Goal
Rewrite the items below, replacing "orange songket skirt" with "red batik skirt" and leaving everything else unchanged.

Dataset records
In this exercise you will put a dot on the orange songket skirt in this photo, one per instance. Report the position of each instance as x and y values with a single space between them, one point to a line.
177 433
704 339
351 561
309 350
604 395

Output below
In this exercise you will put a dot on the red batik skirt in this photo, one per instance. Report the position of each instance as x and y values with a single space between them, one point to a line.
177 433
704 339
351 561
309 350
604 395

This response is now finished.